* START PASSAGE PROVIDED *
While working on the script for Heavenly Creatures (which if you haven’t seen it, stop reading this and go do so now– –we’ll wait), Jackson and partner Fran Walsh met with Robert Zemeckis (Back to the Future, Who Framed Roger Rabbit), and pitched the idea of a con-man using ghosts to swindle customers. The original idea was to have it be a segment directed by Zemeckis in a Tales from the Crypt movie, but after reading the first draft and seeing an early preview of Heavenly Creatures , he felt that it would be better if the Kiwi headed up the project.  The result is a movie that at times is damn scary, at others cartoonish, and as a whole-pretty good.

Focusing on the previously mentioned psychic con-man Frank Bannister (Michael J. Fox), his merry band of spooks (played by Chi Mcbride, Jim Fyfe, and John Astin), and their run-in with the supernatural serial bully known as “The Reaper”. Along the way, Bannister tussles with an “eccentric” FBI agent brilliantly played by Jeffery Combs (Bride of the Reanimator, The 4400), finds love with a widow (Trini Alvarado), and shares a few tender moments with his kooky neighbors (Dee Wallace, R. Lee Emry).  I’ve said it before, and I’ll say it again: Somebody needs to get Peter Jackson to write a family sit-com.
* END PASSAGE PROVIDED *
* START DATA LISTING *
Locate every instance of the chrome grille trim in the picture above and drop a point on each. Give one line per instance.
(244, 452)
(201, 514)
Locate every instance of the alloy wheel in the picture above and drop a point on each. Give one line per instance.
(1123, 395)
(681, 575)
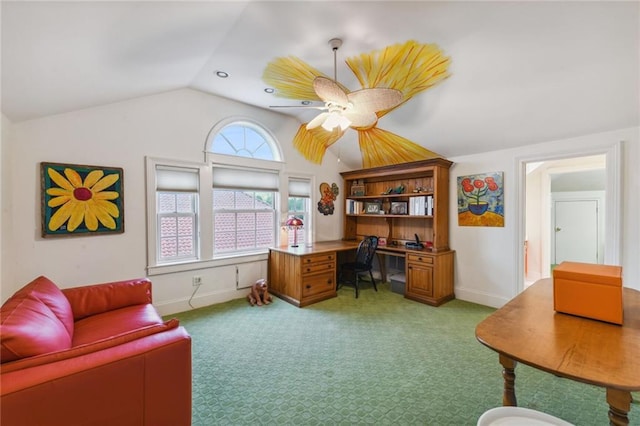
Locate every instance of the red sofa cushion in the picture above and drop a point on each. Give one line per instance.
(113, 323)
(94, 299)
(99, 345)
(37, 319)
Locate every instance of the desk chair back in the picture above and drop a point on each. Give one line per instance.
(366, 252)
(363, 262)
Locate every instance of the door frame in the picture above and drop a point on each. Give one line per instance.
(599, 198)
(613, 205)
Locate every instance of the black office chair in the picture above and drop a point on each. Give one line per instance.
(363, 263)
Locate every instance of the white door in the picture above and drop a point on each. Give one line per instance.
(576, 231)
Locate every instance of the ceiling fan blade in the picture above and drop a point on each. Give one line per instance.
(317, 121)
(360, 118)
(375, 99)
(298, 106)
(329, 91)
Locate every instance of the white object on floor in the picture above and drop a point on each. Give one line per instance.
(518, 416)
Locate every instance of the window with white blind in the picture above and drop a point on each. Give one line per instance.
(299, 205)
(227, 206)
(176, 213)
(244, 209)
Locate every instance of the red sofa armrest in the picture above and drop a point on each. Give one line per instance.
(144, 382)
(98, 298)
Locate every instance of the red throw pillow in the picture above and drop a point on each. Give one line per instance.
(35, 320)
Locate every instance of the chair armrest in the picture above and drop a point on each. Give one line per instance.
(88, 348)
(23, 379)
(98, 298)
(144, 382)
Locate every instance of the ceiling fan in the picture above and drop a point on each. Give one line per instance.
(349, 109)
(389, 78)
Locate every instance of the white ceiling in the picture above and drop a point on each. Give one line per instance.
(521, 72)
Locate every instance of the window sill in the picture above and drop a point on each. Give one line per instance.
(232, 259)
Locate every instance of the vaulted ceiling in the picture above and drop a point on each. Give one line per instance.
(521, 72)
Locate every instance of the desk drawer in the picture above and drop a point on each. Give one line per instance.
(316, 284)
(318, 267)
(421, 258)
(319, 258)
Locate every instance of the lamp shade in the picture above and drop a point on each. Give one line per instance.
(294, 221)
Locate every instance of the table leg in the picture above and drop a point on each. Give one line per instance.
(619, 405)
(509, 375)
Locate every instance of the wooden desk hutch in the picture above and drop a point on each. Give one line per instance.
(393, 202)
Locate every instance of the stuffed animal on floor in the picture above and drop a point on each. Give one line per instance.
(259, 294)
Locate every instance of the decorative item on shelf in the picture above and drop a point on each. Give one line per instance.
(294, 224)
(398, 207)
(397, 190)
(357, 189)
(372, 208)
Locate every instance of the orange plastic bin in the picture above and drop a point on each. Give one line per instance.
(588, 290)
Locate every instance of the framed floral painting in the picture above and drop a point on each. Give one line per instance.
(480, 200)
(81, 200)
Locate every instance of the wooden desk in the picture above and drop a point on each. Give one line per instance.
(528, 330)
(305, 275)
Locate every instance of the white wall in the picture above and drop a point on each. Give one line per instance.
(487, 263)
(5, 194)
(175, 125)
(170, 125)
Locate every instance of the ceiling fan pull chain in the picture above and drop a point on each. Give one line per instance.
(335, 44)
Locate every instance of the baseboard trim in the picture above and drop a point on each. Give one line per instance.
(200, 301)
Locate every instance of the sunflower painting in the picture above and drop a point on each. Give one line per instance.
(81, 200)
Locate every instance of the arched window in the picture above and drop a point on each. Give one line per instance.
(243, 138)
(246, 189)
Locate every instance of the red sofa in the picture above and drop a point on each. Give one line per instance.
(94, 355)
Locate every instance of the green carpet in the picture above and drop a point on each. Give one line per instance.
(380, 359)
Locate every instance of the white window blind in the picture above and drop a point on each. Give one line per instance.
(176, 179)
(299, 187)
(254, 179)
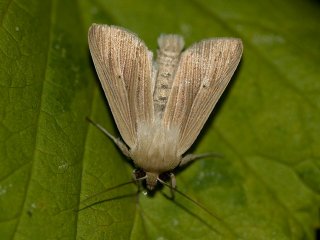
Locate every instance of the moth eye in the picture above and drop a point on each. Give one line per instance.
(139, 173)
(165, 176)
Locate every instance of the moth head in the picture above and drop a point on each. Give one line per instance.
(151, 178)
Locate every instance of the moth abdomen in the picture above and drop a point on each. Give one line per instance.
(170, 47)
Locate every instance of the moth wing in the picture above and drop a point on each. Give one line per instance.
(124, 67)
(204, 71)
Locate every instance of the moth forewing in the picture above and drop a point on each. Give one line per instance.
(124, 66)
(160, 107)
(204, 71)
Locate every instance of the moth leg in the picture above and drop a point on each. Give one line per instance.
(172, 184)
(191, 157)
(121, 145)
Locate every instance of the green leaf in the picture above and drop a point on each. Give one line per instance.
(266, 125)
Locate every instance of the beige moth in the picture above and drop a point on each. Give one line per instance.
(160, 106)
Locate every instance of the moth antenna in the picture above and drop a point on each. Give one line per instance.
(104, 191)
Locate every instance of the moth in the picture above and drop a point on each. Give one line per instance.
(160, 106)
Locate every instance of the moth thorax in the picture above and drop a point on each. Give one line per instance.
(170, 47)
(156, 150)
(151, 180)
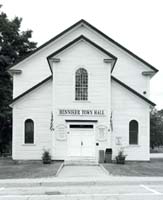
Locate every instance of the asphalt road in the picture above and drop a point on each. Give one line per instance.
(127, 191)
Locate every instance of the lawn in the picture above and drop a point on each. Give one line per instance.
(153, 168)
(31, 169)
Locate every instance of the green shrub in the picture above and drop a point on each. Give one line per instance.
(46, 157)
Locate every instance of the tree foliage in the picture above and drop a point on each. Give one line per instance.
(156, 128)
(14, 45)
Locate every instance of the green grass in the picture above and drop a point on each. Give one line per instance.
(152, 168)
(31, 169)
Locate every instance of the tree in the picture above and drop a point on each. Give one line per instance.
(156, 128)
(14, 45)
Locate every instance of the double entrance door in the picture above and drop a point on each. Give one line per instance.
(81, 141)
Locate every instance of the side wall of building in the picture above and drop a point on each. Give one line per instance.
(37, 106)
(126, 106)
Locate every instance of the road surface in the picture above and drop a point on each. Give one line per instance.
(121, 191)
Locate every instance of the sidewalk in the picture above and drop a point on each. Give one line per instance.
(73, 181)
(83, 171)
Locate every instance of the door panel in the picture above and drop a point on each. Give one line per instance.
(88, 147)
(74, 144)
(81, 142)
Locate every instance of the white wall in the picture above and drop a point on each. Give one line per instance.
(35, 68)
(37, 106)
(86, 56)
(126, 107)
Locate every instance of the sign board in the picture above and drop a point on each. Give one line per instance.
(83, 112)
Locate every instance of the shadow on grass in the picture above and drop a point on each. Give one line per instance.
(152, 168)
(10, 169)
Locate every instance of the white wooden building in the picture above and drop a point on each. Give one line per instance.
(79, 93)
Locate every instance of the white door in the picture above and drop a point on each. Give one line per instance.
(81, 143)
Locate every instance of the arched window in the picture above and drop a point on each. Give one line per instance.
(29, 131)
(81, 84)
(133, 132)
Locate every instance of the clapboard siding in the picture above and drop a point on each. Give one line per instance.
(81, 55)
(126, 107)
(35, 68)
(36, 106)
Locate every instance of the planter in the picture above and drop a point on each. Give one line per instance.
(120, 160)
(46, 161)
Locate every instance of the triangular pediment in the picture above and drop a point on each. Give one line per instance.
(53, 57)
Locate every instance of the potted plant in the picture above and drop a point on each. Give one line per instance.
(120, 158)
(46, 157)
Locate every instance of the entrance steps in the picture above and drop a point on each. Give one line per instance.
(84, 161)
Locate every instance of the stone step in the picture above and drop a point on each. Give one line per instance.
(81, 162)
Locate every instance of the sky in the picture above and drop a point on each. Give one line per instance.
(135, 24)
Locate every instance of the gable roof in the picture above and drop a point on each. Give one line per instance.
(31, 89)
(82, 37)
(133, 91)
(98, 31)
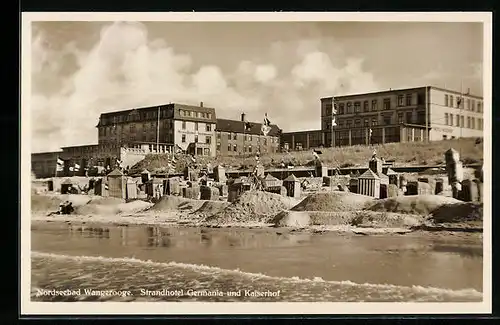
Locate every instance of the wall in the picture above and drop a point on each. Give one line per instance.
(138, 131)
(356, 114)
(131, 156)
(190, 134)
(226, 143)
(302, 140)
(43, 165)
(440, 104)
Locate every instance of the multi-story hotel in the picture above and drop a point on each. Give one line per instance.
(172, 126)
(403, 115)
(130, 135)
(241, 137)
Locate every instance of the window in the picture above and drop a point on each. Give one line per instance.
(400, 100)
(408, 99)
(328, 109)
(420, 99)
(341, 109)
(387, 103)
(409, 117)
(357, 107)
(421, 117)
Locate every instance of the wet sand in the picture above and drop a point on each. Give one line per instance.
(305, 266)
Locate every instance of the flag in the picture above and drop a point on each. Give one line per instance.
(60, 165)
(266, 121)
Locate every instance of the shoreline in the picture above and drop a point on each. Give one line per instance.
(175, 220)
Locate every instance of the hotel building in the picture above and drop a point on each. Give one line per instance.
(403, 115)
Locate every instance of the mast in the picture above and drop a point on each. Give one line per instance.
(158, 132)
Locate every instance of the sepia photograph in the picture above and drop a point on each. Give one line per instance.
(205, 160)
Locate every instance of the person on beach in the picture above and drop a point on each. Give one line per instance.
(64, 208)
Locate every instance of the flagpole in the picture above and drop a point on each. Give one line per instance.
(158, 132)
(331, 121)
(244, 132)
(462, 104)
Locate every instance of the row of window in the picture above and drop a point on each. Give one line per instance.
(134, 117)
(234, 148)
(387, 120)
(355, 107)
(459, 120)
(187, 113)
(208, 139)
(208, 126)
(458, 102)
(111, 130)
(247, 137)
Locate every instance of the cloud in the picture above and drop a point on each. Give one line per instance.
(126, 68)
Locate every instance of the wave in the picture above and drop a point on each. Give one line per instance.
(415, 289)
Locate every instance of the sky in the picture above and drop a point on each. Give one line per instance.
(83, 69)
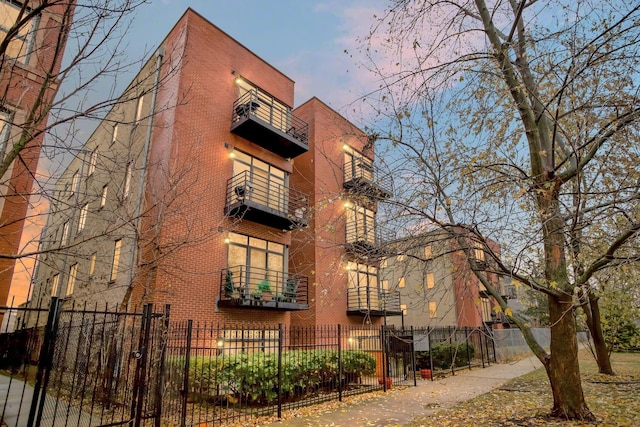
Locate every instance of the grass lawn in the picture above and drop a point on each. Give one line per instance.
(526, 401)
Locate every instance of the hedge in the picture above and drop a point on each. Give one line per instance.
(253, 377)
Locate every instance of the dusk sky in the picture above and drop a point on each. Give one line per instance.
(304, 39)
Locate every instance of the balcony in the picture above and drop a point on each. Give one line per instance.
(260, 200)
(373, 302)
(361, 177)
(367, 241)
(266, 122)
(252, 287)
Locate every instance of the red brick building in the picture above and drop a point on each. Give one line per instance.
(209, 192)
(32, 52)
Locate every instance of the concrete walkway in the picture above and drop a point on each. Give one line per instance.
(16, 397)
(401, 406)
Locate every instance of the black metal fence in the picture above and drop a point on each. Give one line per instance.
(92, 367)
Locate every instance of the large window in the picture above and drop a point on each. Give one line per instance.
(360, 224)
(55, 284)
(433, 309)
(71, 283)
(356, 165)
(116, 260)
(82, 220)
(22, 43)
(258, 260)
(430, 281)
(265, 184)
(363, 286)
(5, 126)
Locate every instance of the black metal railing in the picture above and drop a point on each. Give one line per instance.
(107, 367)
(272, 112)
(373, 300)
(247, 285)
(268, 195)
(363, 177)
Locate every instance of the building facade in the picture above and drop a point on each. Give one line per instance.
(436, 284)
(204, 189)
(32, 55)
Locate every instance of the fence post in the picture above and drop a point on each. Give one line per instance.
(185, 383)
(339, 363)
(164, 338)
(430, 352)
(480, 338)
(413, 358)
(466, 340)
(280, 329)
(44, 364)
(140, 385)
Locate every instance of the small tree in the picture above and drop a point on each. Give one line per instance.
(507, 129)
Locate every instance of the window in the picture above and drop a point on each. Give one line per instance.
(55, 283)
(364, 292)
(71, 283)
(83, 217)
(260, 182)
(93, 158)
(356, 165)
(92, 264)
(75, 180)
(433, 309)
(478, 251)
(5, 125)
(21, 44)
(139, 108)
(116, 260)
(65, 232)
(114, 134)
(427, 252)
(127, 181)
(430, 280)
(259, 260)
(360, 224)
(103, 196)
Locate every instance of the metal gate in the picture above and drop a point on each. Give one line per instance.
(83, 367)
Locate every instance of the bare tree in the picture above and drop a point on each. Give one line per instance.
(517, 122)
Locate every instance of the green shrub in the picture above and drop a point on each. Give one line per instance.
(444, 354)
(254, 377)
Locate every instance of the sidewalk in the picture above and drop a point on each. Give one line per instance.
(401, 406)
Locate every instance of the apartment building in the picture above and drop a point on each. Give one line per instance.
(437, 286)
(204, 189)
(33, 51)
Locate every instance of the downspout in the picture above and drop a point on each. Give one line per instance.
(145, 160)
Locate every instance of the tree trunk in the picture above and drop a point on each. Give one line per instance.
(562, 366)
(597, 335)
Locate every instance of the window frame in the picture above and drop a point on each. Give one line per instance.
(115, 260)
(28, 38)
(71, 280)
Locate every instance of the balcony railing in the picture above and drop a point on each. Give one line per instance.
(368, 240)
(259, 199)
(265, 121)
(373, 301)
(362, 177)
(247, 286)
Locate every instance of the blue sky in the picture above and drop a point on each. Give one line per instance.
(304, 39)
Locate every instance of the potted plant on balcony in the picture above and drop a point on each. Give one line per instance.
(230, 290)
(265, 289)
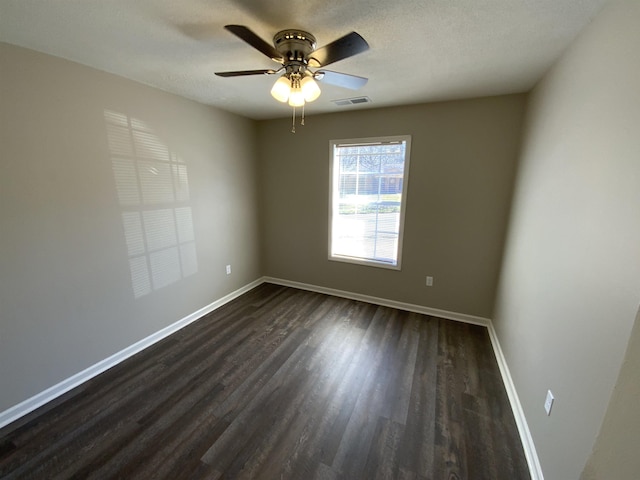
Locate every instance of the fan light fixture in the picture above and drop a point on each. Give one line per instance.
* END DATA LISTING *
* **WORK TO DO**:
**a)** Replace "serial bully" with "phantom menace" and give the movie review again from "Focusing on the" up to and including "a family sit-com.".
**b)** Answer these questions from the movie review:
(i) Whom did Jackson and Fran Walsh meet with while working on the script for Heavenly Creatures?
(ii) Who plays Frank Bannister?
(iii) What name is the supernatural serial bully known by?

* **TASK ANSWERS**:
**a)**
Focusing on the previously mentioned psychic con-man Frank Bannister (Michael J. Fox), his merry band of spooks (played by Chi Mcbride, Jim Fyfe, and John Astin), and their run-in with the supernatural phantom menace known as “The Reaper”. Along the way, Bannister tussles with an “eccentric” FBI agent brilliantly played by Jeffery Combs (Bride of the Reanimator, The 4400), finds love with a widow (Trini Alvarado), and shares a few tender moments with his kooky neighbors (Dee Wallace, R. Lee Emry).  I’ve said it before, and I’ll say it again: Somebody needs to get Peter Jackson to write a family sit-com.

**b)**
(i) Robert Zemeckis
(ii) Michael J. Fox
(iii) "The Reaper"